+++ Selected text
BookmarkSubscribeRSS Feed
🔒 This topic is solved and locked. Need further help from the community? Please sign in and ask a new question.
KS99
Obsidian | Level 7

Hi, 

 

Thank you for your help in advance! 

 

I have a dataset of 6,263 obs. and 4,590 variables. 

Each variable has only a few actual observations on top, and remaining observations are all missing. 

I want to lag the values far down to their designated places, and that iteratively over all the variables. 

 

For example, this is what my original dataset looks like: 


data Original;
input ANALYS var1 var2 var3 ;
CARDS;
1 5 3 7
2 . 7 9
3 . 9 10
4 . . .
5 . . .
6 . . .
7 . . .
8 . . .
9 . . .
10 . . .
;;;;

 

But I want to make my dataset look like the below: 


data WANT;
input ANALYS var1 var2 var3 ;
CARDS;
1 . . .
2 . . .
3 . 3 .
4 . . .
5 5 . .
6 . . .
7 . 7 7
8 . . .
9 . 9 9
10 . . 10
;;;;

 

 

I really appreciate your help, and life-saving!! 

 

Sincerely, 

KS -, 

 

 

1 ACCEPTED SOLUTION

Accepted Solutions
mkeintz
PROC Star

This is not a LAG problem.  It's more of a rearrange problem.    Although all of your sample data shows values that are carried forward to subsequent observations, I bet you will have some instances that will have to be carried backward forward as well.

 

If the values are actually consecutive integers as you show, then the program is a straightforward population of a matrix (1 row observation in original, and 1 col per VAR variable in original), followed by retrieval and output of the matrix:

 

data Original;
input ANALYS var1 var2 var3 ;
CARDS;
1 5 3 7
2 . 7 9
3 . 9 10
4 . . .
5 . . .
6 . . .
7 . . .
8 . . .
9 . . .
10 . . .
;;;;

/* Get number of rows and columns needed for the matrix */
data _null_;
  set original nobs=n_analys;
  call symput('n_analysts',cats(n_analys));
  array cusip_ids {*} var: ;
  call symput('n_cusips',cats(dim(cusip_ids)));
  stop;
run;
%put &=n_analysts;
%put &=n_cusips;

data want (drop=col row);
  array anls {&n_analysts} _temporary_;         /* List of ANALYS values */
  array t {&n_analysts,&n_cusips} _temporary_; /*2-way array, i.e. a 2-dim matrix */

  set original end=end_of_first_pass;
  anls{_n_}=analys;
  array _var {&n_cusips} var: ;
  /* From each VAR value, fill a cell in the corresponding row */
  do col=1 to dim(_var);
    if _var{col}^=. then t{_var{col},col}=_var{col};
  end;

  if end_of_first_pass;       /* One the input data is exhausted ... */
  do row=1 to dim(anls);
    analys=anls{row};
    do col=1 to &n_cusips;
      _var{col}=t{row,col};
    end;
    output;
  end;
run;

 

But I bet your values of ANALYS are not consecutive integers, right? If not, then the 2-way array will have to be replaced by something like a hash object:

 

data want (drop=v rc _:);
  set original end=end_of_first_pass;

  array _anls {&n_analysts} _temporary_ ; /* Temp store for all the ANALYS ids in ORIGINAL order */
  _anls{_n_}=analys;

  array vars  {&n_cusips} var: ;
  array _tmps {&n_cusips} ;               /* Temp Store for the current set of VAR values */

  if _n_=1 then do;  /*H is a lookup table keyed on ANALYS */
    declare hash h (dataset:'original(obs=0)');
      h.definekey('analys');
      h.definedata(all:'Y');
      h.definedone();
  end;

  do v=1 to dim(vars);
    _tmps{v}=vars{v};
  end;
  call missing(of vars{*});

  if h.check(key:analys)^=0 then h.add();   /*If this ANALYS not yet in h then put it in*/

  do v=1 to dim(vars);
    call missing(of vars{*});
    if _tmps{v}=. then continue;
    analys=_tmps{v};
    rc=h.find(key:analys);
    vars{v}=_tmps{v};
    h.replace();
  end;

  if end_of_first_pass then do v=1 to &n_analysts;
    analys=_anls{v};
    h.find();
    output;
  end;
run;

In fact is ANALYS even a numeric variable?  If not then you will need to change the _ANLS numeric array to a character array.
++++++
Problems and tasks:
- 1) In the forum thread on rearranging SAS variable values, how many observations and variables are in the poster's dataset?
- 2) Pick up the forum thread on rearranging SAS variable values after its final sentence.
+++ Data section
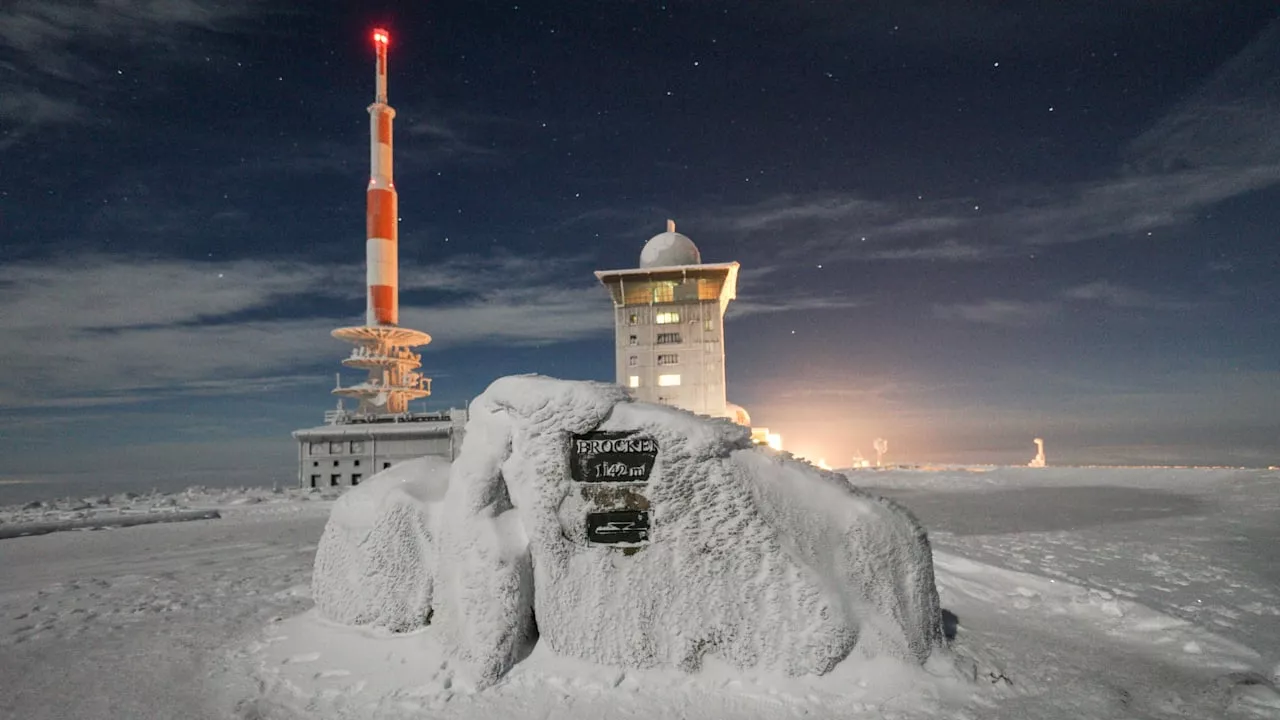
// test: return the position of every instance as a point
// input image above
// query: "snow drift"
(375, 564)
(752, 556)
++++++
Results for the exercise:
- 1) 6,263 observations and 4,590 variables.

- 2)
 

 

 

--------------------------
The hash OUTPUT method will overwrite a SAS data set, but not append. That can be costly. Consider voting for Add a HASH object method which would append a hash object to an existing SAS data set

Would enabling PROC SORT to simultaneously output multiple datasets be useful? Then vote for
Allow PROC SORT to output multiple datasets

--------------------------

View solution in original post

23 REPLIES 23
ballardw
Super User

Lagging 4000 + variables is likely to be fraught with all sorts of issues. If nothing adding tens, if not hundreds of thousands of temporary values to keep track of.

 

How about: Providing values that are not the actual "rows" that you want to place data on (there are solutions for that sort of data that probably would not work in a generic solution) and provide the rules for how we know that var1 from observation 1 is supposed to get to observation 5. Even with a "lag" approach we need to know all the rules for which variable values go where.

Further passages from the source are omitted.